### DESCRIPTION OF THE TASK
Return exactly the span of lines that opens with the line containing "Practice step: indicate the dryer" and closes with the last line of the data, inclusive.

Raw records:
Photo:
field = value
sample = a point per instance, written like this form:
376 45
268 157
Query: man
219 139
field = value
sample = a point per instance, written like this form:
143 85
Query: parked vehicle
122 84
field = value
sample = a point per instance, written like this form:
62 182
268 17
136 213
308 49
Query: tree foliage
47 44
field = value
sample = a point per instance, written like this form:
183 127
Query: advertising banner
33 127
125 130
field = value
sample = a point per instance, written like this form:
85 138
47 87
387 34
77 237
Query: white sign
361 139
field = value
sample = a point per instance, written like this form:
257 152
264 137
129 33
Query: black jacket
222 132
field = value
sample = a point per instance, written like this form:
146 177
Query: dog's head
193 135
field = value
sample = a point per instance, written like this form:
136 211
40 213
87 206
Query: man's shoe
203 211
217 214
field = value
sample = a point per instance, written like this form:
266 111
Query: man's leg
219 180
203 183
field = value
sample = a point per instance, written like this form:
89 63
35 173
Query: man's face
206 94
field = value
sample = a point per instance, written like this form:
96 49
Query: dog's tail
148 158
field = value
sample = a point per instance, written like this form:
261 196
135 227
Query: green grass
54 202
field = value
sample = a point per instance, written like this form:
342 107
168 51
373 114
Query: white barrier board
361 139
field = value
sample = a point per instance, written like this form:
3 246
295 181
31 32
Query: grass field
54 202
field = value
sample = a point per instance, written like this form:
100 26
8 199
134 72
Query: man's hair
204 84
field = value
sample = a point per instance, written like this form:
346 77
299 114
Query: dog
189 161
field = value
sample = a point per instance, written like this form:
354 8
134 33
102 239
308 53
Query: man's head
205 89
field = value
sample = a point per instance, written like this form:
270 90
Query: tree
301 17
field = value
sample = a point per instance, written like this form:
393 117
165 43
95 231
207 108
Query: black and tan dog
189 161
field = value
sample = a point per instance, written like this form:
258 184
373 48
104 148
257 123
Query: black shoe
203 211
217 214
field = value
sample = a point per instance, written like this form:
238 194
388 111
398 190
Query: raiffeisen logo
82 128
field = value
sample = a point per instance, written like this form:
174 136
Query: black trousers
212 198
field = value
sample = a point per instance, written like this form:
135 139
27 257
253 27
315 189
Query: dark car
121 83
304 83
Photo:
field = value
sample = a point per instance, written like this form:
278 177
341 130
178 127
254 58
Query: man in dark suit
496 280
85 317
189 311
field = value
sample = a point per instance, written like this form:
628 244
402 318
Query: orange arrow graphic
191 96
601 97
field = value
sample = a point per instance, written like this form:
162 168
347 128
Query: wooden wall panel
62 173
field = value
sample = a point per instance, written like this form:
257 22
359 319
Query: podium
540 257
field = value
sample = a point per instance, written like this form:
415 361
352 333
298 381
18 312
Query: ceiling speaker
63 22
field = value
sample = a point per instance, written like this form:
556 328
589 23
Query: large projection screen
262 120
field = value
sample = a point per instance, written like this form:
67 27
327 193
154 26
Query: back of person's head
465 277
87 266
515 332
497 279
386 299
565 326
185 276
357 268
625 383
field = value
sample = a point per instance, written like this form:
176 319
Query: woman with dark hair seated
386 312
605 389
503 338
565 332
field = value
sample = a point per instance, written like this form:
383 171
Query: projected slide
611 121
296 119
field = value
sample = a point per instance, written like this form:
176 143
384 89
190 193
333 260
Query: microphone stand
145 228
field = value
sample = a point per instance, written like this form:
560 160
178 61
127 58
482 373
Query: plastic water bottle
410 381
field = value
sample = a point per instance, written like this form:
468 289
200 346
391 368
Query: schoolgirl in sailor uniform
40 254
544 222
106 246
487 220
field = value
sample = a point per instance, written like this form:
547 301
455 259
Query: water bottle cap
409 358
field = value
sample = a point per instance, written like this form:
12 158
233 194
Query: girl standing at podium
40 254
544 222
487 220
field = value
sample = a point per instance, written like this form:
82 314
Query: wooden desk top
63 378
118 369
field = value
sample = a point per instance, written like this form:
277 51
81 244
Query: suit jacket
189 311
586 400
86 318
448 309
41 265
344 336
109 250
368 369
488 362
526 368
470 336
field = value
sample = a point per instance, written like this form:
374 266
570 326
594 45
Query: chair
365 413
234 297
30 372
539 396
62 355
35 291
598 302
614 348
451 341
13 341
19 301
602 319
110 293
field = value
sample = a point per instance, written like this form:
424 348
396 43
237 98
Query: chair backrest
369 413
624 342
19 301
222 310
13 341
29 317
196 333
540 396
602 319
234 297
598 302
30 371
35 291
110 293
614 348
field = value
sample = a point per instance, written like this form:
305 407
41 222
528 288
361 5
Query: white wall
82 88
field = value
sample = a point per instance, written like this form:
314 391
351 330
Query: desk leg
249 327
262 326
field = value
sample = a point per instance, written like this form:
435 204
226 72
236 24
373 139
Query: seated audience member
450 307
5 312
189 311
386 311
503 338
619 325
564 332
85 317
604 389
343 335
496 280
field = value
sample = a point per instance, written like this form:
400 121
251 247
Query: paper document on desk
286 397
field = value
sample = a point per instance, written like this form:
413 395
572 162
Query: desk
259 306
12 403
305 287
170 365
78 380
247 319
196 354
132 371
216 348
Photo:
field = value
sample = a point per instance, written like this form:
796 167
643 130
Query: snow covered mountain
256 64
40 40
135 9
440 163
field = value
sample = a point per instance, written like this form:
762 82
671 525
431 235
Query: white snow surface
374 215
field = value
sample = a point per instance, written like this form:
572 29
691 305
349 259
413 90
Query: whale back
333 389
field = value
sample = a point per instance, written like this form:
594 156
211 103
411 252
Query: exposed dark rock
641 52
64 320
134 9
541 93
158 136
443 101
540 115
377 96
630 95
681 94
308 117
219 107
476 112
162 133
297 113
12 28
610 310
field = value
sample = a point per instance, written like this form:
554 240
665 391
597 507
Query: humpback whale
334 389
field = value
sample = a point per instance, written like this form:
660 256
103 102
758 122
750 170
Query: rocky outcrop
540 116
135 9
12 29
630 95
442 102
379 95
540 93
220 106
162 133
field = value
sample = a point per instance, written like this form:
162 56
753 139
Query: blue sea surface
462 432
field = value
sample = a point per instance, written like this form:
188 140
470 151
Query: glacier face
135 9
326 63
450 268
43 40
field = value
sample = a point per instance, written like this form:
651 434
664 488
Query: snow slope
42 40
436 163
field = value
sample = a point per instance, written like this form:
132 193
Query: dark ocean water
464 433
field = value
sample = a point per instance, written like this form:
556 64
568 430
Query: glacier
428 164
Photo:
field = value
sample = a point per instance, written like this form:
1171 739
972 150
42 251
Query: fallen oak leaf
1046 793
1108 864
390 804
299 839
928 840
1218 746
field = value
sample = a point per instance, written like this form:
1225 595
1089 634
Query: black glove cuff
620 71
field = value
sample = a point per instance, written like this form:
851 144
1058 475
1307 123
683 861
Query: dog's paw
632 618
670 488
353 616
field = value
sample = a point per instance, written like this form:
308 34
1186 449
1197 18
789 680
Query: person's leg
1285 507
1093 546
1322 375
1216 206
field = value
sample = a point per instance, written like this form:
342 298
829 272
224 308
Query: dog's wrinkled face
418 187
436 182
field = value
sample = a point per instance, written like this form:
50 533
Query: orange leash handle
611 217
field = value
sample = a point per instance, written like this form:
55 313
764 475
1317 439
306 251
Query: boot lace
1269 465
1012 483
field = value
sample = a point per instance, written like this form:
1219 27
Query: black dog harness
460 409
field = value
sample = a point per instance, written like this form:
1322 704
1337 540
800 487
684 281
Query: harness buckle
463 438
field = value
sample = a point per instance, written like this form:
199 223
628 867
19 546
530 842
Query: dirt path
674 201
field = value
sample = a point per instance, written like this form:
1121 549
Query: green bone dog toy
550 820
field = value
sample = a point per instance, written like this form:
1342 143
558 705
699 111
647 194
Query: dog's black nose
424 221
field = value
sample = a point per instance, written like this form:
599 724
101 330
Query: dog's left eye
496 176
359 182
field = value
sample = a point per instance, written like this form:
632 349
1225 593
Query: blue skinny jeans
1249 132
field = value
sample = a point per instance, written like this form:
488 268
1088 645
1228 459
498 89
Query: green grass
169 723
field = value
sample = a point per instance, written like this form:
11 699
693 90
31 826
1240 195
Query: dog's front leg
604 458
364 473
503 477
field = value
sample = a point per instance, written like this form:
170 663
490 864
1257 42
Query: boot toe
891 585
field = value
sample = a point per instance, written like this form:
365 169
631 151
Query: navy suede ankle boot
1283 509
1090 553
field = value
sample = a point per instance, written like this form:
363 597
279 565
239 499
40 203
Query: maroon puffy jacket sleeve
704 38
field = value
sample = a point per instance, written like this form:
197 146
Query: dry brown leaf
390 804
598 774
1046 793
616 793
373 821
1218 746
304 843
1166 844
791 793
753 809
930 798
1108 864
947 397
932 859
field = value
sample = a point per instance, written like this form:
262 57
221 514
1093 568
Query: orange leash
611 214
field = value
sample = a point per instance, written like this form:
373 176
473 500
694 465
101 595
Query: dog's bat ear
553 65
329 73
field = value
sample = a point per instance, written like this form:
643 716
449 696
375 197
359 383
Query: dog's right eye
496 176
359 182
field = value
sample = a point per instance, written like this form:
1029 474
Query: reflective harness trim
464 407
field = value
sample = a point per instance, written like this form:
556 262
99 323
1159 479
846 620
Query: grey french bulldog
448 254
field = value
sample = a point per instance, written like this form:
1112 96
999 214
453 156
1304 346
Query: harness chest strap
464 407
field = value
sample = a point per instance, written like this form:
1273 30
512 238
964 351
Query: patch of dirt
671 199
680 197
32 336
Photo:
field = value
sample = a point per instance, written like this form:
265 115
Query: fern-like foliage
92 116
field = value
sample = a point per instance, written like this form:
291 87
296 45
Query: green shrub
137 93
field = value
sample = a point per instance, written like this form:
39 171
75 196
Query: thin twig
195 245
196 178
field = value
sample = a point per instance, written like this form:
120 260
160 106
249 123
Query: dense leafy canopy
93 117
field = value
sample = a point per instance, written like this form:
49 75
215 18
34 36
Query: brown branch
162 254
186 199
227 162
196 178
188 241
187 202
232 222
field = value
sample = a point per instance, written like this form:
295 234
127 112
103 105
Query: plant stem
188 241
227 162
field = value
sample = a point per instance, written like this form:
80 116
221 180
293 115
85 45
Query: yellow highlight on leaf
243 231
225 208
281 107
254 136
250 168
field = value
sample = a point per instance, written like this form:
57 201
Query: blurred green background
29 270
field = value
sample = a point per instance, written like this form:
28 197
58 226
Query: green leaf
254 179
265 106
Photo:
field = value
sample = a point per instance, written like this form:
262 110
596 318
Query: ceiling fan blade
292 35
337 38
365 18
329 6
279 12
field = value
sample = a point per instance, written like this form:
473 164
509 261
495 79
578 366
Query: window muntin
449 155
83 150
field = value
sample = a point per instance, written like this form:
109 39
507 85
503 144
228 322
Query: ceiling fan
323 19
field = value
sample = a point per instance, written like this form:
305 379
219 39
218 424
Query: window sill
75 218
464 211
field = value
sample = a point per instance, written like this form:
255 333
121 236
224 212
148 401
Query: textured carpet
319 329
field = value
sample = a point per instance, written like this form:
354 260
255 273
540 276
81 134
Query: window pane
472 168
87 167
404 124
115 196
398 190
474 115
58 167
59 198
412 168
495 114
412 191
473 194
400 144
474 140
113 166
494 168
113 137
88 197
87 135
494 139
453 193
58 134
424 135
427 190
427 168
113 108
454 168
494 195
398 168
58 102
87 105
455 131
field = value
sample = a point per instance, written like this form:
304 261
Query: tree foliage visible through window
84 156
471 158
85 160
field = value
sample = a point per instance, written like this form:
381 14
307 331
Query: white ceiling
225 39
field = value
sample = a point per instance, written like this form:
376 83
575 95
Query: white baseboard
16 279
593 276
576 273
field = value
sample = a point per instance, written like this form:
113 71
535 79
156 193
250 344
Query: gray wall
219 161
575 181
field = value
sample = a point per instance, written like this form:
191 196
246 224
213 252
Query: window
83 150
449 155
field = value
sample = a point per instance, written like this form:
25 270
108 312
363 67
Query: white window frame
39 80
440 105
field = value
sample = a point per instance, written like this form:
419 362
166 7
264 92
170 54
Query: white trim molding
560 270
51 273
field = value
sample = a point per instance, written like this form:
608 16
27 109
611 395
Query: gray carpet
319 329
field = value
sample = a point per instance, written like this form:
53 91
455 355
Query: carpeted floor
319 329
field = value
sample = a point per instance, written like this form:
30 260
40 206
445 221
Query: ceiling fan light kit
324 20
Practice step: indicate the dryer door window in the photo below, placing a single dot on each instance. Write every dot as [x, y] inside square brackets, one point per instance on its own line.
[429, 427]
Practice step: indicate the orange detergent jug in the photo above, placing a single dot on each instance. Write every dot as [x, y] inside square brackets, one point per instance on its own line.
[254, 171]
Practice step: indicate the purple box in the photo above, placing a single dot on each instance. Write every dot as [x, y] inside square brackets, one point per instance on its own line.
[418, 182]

### EXERCISE SOLUTION
Practice step: indicate the dryer door window in the photo below, placing a single dot on each instance. Write every dot as [x, y] inside square brackets, one point per instance on its own line.
[429, 427]
Practice step: indicate the orange detergent jug in the photo above, placing a single dot on each instance. Write every dot as [x, y] inside square brackets, one point per instance on its own line.
[254, 171]
Practice step: indicate the purple box in the photo above, placing a single dot on each instance. Write every dot as [x, y] inside square brackets, one point per instance on its own line.
[418, 182]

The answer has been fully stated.